## Set problem A:
Answer these questions using the vivarium webs thread:
(i) Where did DCreptiles buy the new moss?
(ii) What does NickBoudin guess is the cause?
(iii) What does GSXR_MURRHEE say can be added to help it go away?
## Set problem B:
In the vivarium webs thread, translate this sentence into Spanish: "Not enough ventilation and too much humidity is my guess."
## Set problem C:
Please continue the vivarium webs thread from where it stops by writing the post that follows its last heading.

------ Source passage

# webs in my viv



## DCreptiles (Jan 26, 2009)

hey guys ok i just went to the white plains reptile expo jan 25th and i purchased some moss from the guy i always get my moss from. i came home and i re did both my frog vivs with plants but only used the new moss on one tank. its now jan 27th woke up today and had lil webs going across the moss only not anywhere else in the tank just on the moss. what is this? and is it going to be fatal to my frogs? what should i do? the webs dont seem to be like any type of spider web iv ever seen it looks more sily and softer more of a cotton look then a fine stran. im going to attempt to take photos of the viv and webs now but my 7 megapixle camra cant seem to get clear shots so im going to try again now.


----------



## Julio (Oct 8, 2007)

well, you might have a spider or spider mites, i woudl get rid of the web to make sure the frogs don't get caught in there.


----------



## gretchenellie (Aug 7, 2007)

i agree with it being spider mites.. i had them in a mantella viv once, and they did some damage to my plants and moss..

my frogs loved to eat them though..


----------



## DCreptiles (Jan 26, 2009)

well are these spider mites fatal to my frogs? i mean they dont seem to mind the webs is there a way to get rid of them? or do i keep just getting rid of the webs?


----------



## NickBoudin (Nov 3, 2007)

It's a type of mold. I know what you're talking about. It almost looks like dandelion seeds , but much thiner and lighter right? They're clustering all over the surface?


Not enough ventilation and too much humidity is my guess. It'll die down, just pick out what you can by hand.


----------



## GSXR_MURRHEE (Sep 16, 2006)

NickBoudin said:


> It's a type of mold. I know what you're talking about. It almost looks like dandelion seeds , but much thiner and lighter right? They're clustering all over the surface?
> 
> 
> Not enough ventilation and too much humidity is my guess. It'll die down, just pick out what you can by hand.


That's what I was thinking too. I've had it in a couple of my tanks and just let it go away on it's own, or add some springtails to help it go away.


----------



## DCreptiles (Jan 26, 2009)

------------
------ Data section

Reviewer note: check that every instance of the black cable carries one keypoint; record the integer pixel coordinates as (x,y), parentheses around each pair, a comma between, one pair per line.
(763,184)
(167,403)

------------

## Task output A:
(i) At the White Plains reptile expo on Jan 25th, from the seller DCreptiles always buys moss from.
(ii) Not enough ventilation and too much humidity.
(iii) Springtails.

## Task output B:
Mi suposición es que hay poca ventilación y demasiada humedad.

## Task output C:
oh ok lol i was so shocked when it said spider mites. its not balls its webbing type but only on parts of the moss not anywhere else inthe tank. and i dont see any bugs besides fruit flys. so sinc ei thought it was spidermtes i just kinda brushed it off and it disapeared. im waiting to see if it will come back.


----------



## MeiKVR6 (Sep 16, 2008)

Web-ish looking mold across moss is sometimes just a normal part of the initial cycling process... So long as there aren't any spider mites - you are fine and it'll go away in time.  This stuff is NOT harmful to a frog - but I'd let the tank cycle for 2-3 weeks before introducing a frog.

edit: This is especially true in non-chemically treated moss. It ends up being better for the frogs in the long run.


----------



## DCreptiles (Jan 26, 2009)

this morning i checked the tanks again after had brushing off the web looking stuff lol and i look this morning and its only on the spots of the new moss i recently purchased its not anywhere else in the tank.


----------



## MrGerbik (Dec 18, 2006)

I bought moss from whiteplains too and have the same web stuff. Its mold definatly. Bought your stuff from the guy with the end table? sells them in clear plastic cartons.

It will go away on its own eventually


----------



## DCreptiles (Jan 26, 2009)

yeah the guy int he back that also sells the crested geckos and pre set up tanks... i wasnt happy when i woke up and seen it.. so i guess im gonna wait it out. but thanks to everyone that helped me out. i feel alot better since im new to the frogs


----------



## MeiKVR6 (Sep 16, 2008)

MrGerbik said:


> I bought moss from whiteplains too and have the same web stuff. Its mold definatly. Bought your stuff from the guy with the end table? sells them in clear plastic cartons.
> 
> It will go away on its own eventually





DCreptiles said:


> yeah the guy int he back that also sells the crested geckos and pre set up tanks... i wasnt happy when i woke up and seen it.. so i guess im gonna wait it out. but thanks to everyone that helped me out. i feel alot better since im new to the frogs


You two may be talking about 2 diff people... There was the guy @ luxurious leopard's booth selling moss - and there was another towards the back in the middle with the end table selling the setup tanks and crested geckos...

I am the guy selling moss @ Luxurious Leopards booth... So I'm glad to know I'm not the cause of this thread since I we don't have any pre set up tanks or crested geckos  Regardless - I saw the moss @ that booth - and I would not worry about any webbing. It's honestly a normal thing and will go away. Sometimes it happens - sometimes it doesn't - but it ALWAYS goes away.  After processing around 100 sq/ft of moss in the past year - I'm sure it's really not anything to worry about.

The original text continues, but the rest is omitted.